# Extract provided start

To conclude whether empirical evidence in favor of the coherence of a construct is found, the proposed framework uses the contingency table exposed in Fig. 3, illustrating d dimensions.

Fig. 3
figure 3

Contingence d × d table to summarize results about content coherence. Notes f (frequency); n (total observations); d (number of dimensions)

Note in Fig. 3 that this procedure summarizes, in tabular format, categorical responses for the affinity between d word clouds (e.g., construct dimensions) and d statements (formal definitions). Based on Howe (1985), the normalized diagonal represents the proportion of coherence/agreement between the two components (word cloud and statement) from the respondent’s perspective. Thus, to conclude in favor of content coherence, three simultaneous criteria are proposed: (i) each element on the diagonal (see Fig. 3) is greater than any element outside the diagonal; (ii) the sum of elements within the diagonal is greater than half of the sample consulted. These results deduce that the human interpretation of the content summarized from construct word clouds tends to converge toward correct definitions and discriminate from other possible content. Besides, when (i) and (ii) criteria are satisfied, this paper suggests employing (iii) a Pearson’s χ2 test (degrees of freedom: product between d − 1 and d − 1) to support analytical content coherence, contrasting the possible association between rows and columns. That is, levels of word clouds (rows) are associated with (or are not independent of) statement categories (columns).

Embedded voting

In this subsection, we propose an original method entitled “Embedded voting.” In "Results of the empirical application of PMTM in the study of TL", we describe the practical use of this method considering TL.

A frequent practice in the dictionary development/validation of psychological/managerial constructs from texts is to use expert evaluations to decide upon controversies in the dictionary content. For example, the framework proposed by Short et al. (2010) and also employed by Pandey and Pandey (2017) includes the notion that researchers should “validate word lists using content experts.” Likewise, when there is no agreement between experts (e.g., to include a specific word in the dictionary or deciding in which dimension to include the word), a discussion process is held until a consensus is reached (Pandey and Pandey 2017; Ponizovskiy et al. 2020). We intend to emulate and refine this procedure by developing an automated-computational perspective assisted by machine learning using word embeddings. Details of the procedure of embedded voting are shown in Fig. 4.

# Extract provided end
# Material supplied start

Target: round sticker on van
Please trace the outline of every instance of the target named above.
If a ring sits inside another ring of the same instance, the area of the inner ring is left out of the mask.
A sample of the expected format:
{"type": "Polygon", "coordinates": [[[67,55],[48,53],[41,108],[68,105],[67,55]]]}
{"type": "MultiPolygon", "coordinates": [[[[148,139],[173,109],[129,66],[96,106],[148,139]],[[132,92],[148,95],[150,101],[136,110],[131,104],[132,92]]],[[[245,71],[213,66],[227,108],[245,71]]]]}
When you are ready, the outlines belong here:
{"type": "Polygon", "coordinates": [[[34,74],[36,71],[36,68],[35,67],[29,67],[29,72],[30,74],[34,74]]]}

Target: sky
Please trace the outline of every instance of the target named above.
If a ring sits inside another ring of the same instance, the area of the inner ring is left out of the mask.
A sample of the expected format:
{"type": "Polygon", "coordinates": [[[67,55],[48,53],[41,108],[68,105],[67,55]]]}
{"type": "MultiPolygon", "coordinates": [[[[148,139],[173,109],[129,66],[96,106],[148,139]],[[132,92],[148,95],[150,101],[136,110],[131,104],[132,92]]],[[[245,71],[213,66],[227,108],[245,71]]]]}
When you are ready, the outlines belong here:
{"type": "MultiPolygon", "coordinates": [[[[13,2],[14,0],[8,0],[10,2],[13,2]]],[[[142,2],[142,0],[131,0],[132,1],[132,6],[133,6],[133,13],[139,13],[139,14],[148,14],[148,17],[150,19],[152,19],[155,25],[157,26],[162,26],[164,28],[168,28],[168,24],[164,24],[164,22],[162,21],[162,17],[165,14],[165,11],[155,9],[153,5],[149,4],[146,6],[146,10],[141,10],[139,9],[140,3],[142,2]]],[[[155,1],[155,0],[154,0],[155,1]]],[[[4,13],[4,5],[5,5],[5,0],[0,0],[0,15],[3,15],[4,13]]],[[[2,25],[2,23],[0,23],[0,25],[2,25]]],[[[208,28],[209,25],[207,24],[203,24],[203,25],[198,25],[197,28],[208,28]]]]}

# Material supplied end

• **Tasks to perform**:
A) In the excerpt on content coherence, what happens when experts do not agree?
B) Transcribe everything in the excerpt on content coherence from "In this subsection, we" down to "method considering TL.".

• **Answer list**:
A) A discussion process is held until a consensus is reached.

B)
In this subsection, we propose an original method entitled “Embedded voting.” In "Results of the empirical application of PMTM in the study of TL", we describe the practical use of this method considering TL.